* **Problem**: Print the rows below unchanged, beginning with the line that contains "Each instance of the man's eyebrow" and ending after the line that contains "pixel 280 307".
— BEGIN Material supplied —
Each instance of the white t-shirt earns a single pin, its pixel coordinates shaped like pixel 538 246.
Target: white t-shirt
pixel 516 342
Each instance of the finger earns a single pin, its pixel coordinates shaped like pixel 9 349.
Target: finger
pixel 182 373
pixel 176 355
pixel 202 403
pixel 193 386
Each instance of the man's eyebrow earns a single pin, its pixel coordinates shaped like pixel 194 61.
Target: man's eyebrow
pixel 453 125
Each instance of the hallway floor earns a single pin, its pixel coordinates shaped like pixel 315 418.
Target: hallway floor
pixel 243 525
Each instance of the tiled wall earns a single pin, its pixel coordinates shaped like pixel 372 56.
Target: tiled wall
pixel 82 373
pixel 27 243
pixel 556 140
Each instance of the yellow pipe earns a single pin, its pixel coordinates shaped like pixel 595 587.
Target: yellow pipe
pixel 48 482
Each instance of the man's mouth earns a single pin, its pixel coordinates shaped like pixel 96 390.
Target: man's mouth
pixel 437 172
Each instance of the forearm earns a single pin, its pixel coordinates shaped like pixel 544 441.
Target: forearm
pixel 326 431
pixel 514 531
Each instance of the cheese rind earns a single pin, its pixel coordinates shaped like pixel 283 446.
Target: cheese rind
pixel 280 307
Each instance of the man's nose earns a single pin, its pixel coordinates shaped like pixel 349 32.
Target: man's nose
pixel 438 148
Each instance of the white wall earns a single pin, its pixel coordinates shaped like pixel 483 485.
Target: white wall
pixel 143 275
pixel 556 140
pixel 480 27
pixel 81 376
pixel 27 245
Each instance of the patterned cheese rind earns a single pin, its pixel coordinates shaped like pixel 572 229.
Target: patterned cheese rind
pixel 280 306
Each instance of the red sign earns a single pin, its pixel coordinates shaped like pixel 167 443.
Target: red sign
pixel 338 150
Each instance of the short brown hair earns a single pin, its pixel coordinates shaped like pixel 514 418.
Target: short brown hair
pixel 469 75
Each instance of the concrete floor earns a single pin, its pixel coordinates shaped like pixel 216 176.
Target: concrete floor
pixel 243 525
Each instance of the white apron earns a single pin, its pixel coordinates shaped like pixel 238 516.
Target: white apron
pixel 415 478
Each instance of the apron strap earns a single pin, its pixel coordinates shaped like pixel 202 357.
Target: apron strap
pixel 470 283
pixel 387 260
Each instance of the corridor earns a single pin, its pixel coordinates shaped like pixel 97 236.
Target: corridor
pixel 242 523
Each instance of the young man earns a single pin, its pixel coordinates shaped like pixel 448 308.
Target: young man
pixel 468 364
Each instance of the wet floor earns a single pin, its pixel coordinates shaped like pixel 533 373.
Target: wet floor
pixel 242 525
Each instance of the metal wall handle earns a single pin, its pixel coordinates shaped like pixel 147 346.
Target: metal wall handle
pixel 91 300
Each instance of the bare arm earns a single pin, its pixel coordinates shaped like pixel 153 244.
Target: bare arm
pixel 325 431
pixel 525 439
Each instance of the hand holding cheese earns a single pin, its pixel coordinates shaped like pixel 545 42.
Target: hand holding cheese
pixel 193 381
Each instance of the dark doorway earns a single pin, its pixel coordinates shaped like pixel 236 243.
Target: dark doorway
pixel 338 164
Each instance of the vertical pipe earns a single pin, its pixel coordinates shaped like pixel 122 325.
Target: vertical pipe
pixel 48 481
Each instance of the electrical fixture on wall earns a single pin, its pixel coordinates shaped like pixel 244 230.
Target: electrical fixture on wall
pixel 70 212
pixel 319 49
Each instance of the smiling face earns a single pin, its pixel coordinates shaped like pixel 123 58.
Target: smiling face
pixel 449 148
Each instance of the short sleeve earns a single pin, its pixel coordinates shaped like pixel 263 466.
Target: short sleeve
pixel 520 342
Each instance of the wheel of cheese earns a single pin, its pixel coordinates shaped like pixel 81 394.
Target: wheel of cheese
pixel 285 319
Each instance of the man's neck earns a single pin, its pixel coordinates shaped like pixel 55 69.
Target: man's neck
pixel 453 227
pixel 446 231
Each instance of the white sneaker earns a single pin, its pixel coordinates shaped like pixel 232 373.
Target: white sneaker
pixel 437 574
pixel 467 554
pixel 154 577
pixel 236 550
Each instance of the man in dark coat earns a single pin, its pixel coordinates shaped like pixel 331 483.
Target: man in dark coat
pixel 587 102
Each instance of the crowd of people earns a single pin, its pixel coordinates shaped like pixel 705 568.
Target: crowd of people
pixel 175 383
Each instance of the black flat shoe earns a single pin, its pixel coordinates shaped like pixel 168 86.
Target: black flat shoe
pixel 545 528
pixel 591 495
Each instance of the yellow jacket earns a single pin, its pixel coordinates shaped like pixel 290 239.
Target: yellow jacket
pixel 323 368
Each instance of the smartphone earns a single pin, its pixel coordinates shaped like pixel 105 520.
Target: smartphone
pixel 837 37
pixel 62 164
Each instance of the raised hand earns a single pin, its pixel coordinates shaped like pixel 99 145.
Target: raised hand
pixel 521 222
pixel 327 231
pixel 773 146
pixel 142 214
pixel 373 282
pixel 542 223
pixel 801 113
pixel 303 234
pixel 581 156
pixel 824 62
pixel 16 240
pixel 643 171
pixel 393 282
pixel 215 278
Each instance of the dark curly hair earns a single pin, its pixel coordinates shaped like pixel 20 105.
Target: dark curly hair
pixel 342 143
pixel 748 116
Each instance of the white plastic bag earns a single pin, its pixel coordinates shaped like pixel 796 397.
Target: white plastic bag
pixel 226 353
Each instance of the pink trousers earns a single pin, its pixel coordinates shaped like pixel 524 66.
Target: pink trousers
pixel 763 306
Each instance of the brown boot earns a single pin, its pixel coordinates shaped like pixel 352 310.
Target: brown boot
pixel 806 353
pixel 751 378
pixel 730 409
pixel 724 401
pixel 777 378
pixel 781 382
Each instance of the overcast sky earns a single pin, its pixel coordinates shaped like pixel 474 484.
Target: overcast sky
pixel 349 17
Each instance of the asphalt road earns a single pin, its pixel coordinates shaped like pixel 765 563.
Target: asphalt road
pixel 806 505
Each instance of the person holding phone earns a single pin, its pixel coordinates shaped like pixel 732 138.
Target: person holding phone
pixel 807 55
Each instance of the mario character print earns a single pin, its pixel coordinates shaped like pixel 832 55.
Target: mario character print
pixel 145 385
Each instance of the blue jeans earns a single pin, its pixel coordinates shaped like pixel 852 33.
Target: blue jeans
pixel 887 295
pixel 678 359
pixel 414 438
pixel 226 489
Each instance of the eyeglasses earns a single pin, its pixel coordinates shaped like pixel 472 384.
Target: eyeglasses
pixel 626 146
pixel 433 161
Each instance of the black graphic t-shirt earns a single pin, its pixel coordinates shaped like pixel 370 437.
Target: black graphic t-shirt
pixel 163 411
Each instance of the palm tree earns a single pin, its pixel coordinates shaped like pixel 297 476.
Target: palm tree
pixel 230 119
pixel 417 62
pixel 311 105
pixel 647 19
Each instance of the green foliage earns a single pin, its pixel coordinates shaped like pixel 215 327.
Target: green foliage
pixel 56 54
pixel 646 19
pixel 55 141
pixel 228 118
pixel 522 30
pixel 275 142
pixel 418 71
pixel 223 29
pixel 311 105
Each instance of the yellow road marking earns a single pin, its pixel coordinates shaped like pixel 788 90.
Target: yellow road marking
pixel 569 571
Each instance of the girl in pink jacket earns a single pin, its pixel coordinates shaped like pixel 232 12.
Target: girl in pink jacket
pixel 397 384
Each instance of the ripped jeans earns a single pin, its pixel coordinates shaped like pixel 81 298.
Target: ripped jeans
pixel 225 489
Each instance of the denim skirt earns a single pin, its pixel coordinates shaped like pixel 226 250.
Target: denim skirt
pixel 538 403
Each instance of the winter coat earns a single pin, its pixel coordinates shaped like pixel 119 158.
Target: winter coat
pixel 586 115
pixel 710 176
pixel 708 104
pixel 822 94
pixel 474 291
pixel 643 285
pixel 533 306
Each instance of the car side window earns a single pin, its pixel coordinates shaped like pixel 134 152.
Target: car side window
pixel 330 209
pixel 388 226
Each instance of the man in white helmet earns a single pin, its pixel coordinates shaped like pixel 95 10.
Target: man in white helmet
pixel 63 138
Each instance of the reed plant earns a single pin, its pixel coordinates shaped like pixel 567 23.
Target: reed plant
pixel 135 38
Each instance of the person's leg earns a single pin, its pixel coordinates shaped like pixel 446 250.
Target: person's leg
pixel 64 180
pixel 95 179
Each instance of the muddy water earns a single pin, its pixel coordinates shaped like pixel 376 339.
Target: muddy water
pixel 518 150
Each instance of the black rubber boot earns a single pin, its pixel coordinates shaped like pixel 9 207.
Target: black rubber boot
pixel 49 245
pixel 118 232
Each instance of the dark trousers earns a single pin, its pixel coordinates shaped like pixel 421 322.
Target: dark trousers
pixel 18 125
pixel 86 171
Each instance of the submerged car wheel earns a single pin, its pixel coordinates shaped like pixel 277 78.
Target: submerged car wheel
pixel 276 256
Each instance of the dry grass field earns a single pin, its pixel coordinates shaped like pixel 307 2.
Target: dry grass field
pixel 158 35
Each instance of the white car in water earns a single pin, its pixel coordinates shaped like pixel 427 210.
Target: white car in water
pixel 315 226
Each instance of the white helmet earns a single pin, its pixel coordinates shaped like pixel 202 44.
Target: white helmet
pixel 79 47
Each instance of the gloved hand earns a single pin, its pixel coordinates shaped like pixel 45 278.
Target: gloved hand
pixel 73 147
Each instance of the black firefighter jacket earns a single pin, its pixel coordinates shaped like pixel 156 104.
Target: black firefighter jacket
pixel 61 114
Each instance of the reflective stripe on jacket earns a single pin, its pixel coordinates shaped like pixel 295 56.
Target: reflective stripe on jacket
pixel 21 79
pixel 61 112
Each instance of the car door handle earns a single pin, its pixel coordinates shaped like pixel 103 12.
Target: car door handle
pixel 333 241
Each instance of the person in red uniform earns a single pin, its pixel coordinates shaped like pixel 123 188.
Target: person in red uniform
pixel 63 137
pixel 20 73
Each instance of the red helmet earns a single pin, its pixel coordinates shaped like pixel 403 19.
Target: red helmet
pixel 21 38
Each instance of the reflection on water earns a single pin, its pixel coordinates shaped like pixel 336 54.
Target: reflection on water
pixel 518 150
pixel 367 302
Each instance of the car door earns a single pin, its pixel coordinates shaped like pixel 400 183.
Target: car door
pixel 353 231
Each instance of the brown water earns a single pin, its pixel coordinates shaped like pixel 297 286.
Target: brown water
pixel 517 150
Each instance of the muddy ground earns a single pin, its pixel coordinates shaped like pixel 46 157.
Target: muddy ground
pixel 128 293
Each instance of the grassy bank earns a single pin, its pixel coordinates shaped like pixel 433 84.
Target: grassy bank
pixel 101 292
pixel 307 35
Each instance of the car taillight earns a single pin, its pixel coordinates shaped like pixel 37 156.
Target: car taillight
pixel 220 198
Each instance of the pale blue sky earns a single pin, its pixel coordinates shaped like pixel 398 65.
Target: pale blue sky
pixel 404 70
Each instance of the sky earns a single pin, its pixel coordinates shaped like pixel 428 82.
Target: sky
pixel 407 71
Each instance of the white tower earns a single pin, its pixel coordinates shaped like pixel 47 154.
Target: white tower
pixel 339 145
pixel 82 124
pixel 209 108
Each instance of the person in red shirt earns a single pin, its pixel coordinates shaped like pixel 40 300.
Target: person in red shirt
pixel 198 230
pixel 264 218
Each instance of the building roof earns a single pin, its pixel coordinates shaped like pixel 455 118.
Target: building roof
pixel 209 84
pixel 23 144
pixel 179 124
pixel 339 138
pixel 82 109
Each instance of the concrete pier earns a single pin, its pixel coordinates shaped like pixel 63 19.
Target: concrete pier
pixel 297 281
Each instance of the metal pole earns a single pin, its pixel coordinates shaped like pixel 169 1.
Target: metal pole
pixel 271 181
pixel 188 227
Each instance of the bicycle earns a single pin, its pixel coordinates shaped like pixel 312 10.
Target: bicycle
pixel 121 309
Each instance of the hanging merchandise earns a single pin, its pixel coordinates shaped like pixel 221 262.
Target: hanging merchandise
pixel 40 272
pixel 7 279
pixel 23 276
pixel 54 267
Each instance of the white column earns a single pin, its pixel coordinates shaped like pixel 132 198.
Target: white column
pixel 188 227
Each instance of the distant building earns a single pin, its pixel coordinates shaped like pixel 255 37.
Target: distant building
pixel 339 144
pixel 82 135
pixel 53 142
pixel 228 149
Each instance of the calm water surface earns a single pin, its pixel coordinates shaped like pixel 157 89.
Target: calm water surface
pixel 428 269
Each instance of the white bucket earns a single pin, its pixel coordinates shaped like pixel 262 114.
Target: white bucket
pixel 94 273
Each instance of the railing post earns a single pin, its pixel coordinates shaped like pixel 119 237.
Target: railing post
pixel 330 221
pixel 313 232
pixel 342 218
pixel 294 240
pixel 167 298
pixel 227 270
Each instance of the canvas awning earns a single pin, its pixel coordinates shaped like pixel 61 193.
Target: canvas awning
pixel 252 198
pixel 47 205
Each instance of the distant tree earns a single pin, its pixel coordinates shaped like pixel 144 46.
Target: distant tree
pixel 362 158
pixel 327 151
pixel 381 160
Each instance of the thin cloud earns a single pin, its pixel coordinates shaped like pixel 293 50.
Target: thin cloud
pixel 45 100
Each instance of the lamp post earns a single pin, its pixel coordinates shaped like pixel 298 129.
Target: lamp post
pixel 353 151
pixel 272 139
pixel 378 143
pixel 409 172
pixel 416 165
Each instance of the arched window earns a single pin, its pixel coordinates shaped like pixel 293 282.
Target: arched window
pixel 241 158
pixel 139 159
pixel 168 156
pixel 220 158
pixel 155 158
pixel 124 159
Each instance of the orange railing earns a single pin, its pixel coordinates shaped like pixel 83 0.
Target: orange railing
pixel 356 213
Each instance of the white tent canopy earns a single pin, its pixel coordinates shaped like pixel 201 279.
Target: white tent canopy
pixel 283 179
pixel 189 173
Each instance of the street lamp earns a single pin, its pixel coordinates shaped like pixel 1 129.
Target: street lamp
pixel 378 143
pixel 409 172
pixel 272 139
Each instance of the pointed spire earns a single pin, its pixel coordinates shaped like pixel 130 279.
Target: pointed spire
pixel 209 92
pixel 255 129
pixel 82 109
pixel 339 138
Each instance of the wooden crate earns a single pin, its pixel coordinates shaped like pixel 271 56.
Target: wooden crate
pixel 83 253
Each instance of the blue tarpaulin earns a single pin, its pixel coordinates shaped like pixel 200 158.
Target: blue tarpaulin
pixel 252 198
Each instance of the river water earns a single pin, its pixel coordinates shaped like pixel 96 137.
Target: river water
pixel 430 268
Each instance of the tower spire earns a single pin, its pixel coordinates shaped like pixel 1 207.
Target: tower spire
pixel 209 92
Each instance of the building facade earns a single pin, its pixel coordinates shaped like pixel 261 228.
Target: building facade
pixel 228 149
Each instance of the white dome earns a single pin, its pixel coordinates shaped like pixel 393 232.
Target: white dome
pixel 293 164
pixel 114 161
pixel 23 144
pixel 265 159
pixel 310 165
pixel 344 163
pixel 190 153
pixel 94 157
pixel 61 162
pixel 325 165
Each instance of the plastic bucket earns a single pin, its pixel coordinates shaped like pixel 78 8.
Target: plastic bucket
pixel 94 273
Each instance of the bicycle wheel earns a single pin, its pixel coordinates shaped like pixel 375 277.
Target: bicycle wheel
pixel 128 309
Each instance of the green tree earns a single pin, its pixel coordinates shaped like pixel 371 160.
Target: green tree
— END Material supplied —
* **Output of the exercise**:
Each instance of the man's eyebrow earns a single pin, its pixel coordinates shaped like pixel 194 61.
Target: man's eyebrow
pixel 453 125
Each instance of the hallway floor earns a single pin, its pixel coordinates shaped like pixel 315 418.
Target: hallway floor
pixel 243 525
Each instance of the tiled wall earns a single pin, its pixel coordinates shaped like pixel 372 56.
Target: tiled wall
pixel 82 373
pixel 27 243
pixel 556 140
Each instance of the yellow pipe earns a single pin, its pixel coordinates shaped like pixel 595 587.
Target: yellow pipe
pixel 48 482
Each instance of the man's mouth earns a single pin, its pixel coordinates shaped like pixel 96 390.
Target: man's mouth
pixel 437 172
Each instance of the forearm earns a single pin, its pixel coordinates shaped like pixel 544 441.
Target: forearm
pixel 326 431
pixel 514 531
Each instance of the cheese rind earns a single pin, its pixel coordinates shaped like pixel 283 446.
Target: cheese rind
pixel 280 307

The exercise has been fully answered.